+++ ENTRIES

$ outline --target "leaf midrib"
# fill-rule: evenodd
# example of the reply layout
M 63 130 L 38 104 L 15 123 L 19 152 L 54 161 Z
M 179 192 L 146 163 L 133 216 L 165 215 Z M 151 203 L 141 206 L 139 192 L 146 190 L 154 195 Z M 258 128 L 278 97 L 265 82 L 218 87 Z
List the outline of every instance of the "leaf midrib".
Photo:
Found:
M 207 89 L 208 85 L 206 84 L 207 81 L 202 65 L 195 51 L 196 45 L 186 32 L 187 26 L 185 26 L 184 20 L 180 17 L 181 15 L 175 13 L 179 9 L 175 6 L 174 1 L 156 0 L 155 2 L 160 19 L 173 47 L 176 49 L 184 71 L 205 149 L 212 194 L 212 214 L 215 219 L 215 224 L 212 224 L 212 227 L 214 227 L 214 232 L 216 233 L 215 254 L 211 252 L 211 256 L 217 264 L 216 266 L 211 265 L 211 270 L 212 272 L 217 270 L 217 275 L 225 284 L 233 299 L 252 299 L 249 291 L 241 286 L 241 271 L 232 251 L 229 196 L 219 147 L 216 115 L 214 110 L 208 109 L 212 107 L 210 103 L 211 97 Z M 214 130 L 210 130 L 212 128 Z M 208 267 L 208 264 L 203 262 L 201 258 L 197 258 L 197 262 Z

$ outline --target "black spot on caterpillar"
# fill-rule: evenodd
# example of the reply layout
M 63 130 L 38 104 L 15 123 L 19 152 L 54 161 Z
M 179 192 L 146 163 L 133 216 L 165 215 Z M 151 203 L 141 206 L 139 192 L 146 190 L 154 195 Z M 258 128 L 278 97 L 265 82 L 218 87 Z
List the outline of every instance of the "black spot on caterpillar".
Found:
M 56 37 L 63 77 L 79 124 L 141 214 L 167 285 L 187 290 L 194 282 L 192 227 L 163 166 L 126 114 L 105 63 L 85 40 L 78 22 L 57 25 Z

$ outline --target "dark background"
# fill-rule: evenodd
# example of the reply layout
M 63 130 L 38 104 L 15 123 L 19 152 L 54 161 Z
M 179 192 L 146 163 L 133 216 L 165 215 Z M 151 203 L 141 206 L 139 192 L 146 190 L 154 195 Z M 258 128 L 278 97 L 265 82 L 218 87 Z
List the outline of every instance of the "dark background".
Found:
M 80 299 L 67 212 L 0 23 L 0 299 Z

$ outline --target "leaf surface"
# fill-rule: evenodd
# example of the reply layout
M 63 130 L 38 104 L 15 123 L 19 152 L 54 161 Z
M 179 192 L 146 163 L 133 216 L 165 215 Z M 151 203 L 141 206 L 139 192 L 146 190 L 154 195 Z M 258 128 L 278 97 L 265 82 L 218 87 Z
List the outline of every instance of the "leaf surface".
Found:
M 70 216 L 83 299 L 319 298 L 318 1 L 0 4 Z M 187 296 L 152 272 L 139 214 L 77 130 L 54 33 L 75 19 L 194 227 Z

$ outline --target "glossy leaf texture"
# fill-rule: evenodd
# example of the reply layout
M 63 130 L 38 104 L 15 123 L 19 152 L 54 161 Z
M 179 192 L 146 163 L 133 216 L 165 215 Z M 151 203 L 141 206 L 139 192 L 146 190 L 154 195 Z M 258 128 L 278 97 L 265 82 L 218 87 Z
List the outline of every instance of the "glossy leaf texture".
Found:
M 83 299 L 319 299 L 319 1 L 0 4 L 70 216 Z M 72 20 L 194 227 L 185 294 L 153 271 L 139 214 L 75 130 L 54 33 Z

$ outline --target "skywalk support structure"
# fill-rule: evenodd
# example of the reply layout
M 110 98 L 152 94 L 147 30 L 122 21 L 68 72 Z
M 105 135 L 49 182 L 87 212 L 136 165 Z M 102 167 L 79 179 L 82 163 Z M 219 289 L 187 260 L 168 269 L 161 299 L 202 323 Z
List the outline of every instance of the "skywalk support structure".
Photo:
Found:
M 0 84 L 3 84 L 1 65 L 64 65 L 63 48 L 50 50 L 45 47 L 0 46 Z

++++++

### SET TASK
Please count the lines of the records that contain the string "every", with case counting, and give only the number.

### ANSWER TO THIS EXERCISE
6